EXCERPTED PASSAGE:

<<<<

Moreover, this general rule is observed even when all or practically all of the stock is owned, as here, by one person.
"A corporation can not act except through its proper agents and in the prescribed way, and in the operation of the principle it makes no difference that the stockholder owns all or practically all the stock of the corporation and controls it, still the property of the corporation does not belong to him, but to the corporation." [Numerous cases cited.] Thompson on Corporations, vol. 6, § 4475, p. 350.
Again, "even when all the stock is owned by a sole shareholder, there seems no adequate reason to depart from the general rule that the corporation and its shareholders are to be treated as distinct legal persons." Green v. Victor Talking Machine Co. (C.C.A. 2) 24 F.2d 378, 59 A.L.R. 1091.

>>>>

DATA ENTRIES:

<<<<

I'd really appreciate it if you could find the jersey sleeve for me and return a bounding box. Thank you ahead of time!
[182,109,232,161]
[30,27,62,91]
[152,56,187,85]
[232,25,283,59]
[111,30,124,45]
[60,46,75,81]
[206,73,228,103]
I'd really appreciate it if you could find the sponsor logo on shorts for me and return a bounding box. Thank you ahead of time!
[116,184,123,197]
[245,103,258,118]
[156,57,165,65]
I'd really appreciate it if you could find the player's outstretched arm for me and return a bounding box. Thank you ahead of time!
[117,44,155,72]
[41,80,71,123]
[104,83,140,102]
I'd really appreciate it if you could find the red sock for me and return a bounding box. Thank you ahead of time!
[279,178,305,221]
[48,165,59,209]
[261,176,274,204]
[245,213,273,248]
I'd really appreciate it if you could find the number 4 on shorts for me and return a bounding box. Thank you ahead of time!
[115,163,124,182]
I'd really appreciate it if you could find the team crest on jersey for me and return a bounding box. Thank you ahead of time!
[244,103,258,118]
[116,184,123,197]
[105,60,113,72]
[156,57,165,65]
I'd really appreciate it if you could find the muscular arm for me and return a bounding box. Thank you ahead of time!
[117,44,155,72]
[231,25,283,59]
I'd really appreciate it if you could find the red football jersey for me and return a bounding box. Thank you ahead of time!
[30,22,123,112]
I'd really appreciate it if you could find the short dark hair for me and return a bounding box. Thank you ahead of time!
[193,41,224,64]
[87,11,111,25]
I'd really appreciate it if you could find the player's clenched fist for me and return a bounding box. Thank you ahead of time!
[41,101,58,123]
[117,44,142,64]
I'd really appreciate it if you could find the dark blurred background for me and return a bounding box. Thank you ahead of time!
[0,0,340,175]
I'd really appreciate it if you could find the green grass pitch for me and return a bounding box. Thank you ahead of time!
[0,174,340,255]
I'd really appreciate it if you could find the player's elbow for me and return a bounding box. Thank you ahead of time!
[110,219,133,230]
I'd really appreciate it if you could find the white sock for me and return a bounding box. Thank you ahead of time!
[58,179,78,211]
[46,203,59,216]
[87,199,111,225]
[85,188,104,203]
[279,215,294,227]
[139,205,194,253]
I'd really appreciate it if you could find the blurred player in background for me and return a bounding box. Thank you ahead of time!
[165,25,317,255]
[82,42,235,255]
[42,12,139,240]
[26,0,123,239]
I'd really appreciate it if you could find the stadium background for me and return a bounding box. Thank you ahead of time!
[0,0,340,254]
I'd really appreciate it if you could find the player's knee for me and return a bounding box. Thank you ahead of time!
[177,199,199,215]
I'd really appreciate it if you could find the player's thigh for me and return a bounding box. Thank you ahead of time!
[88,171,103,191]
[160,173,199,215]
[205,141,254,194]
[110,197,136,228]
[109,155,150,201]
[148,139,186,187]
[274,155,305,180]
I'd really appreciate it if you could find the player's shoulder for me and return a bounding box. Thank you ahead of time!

>>>>

EXERCISE REQUIREMENTS:
(a) Translate this sentence from the passage on corporate stock ownership into Spanish: "Moreover, this general rule is observed even when all or practically all of the stock is owned, as here, by one person."
(b) Rewrite the passage on corporate stock ownership starting with "Moreover, this general" and going on through "4475, p. 350.", changing "stockholder" to "shareholder".

TASK RESPONSES:
(a) Además, esta regla general se observa aun cuando la totalidad o prácticamente la totalidad de las acciones pertenece, como en este caso, a una sola persona.

(b)
Moreover, this general rule is observed even when all or practically all of the stock is owned, as here, by one person.
"A corporation can not act except through its proper agents and in the prescribed way, and in the operation of the principle it makes no difference that the shareholder owns all or practically all the stock of the corporation and controls it, still the property of the corporation does not belong to him, but to the corporation." [Numerous cases cited.] Thompson on Corporations, vol. 6, § 4475, p. 350.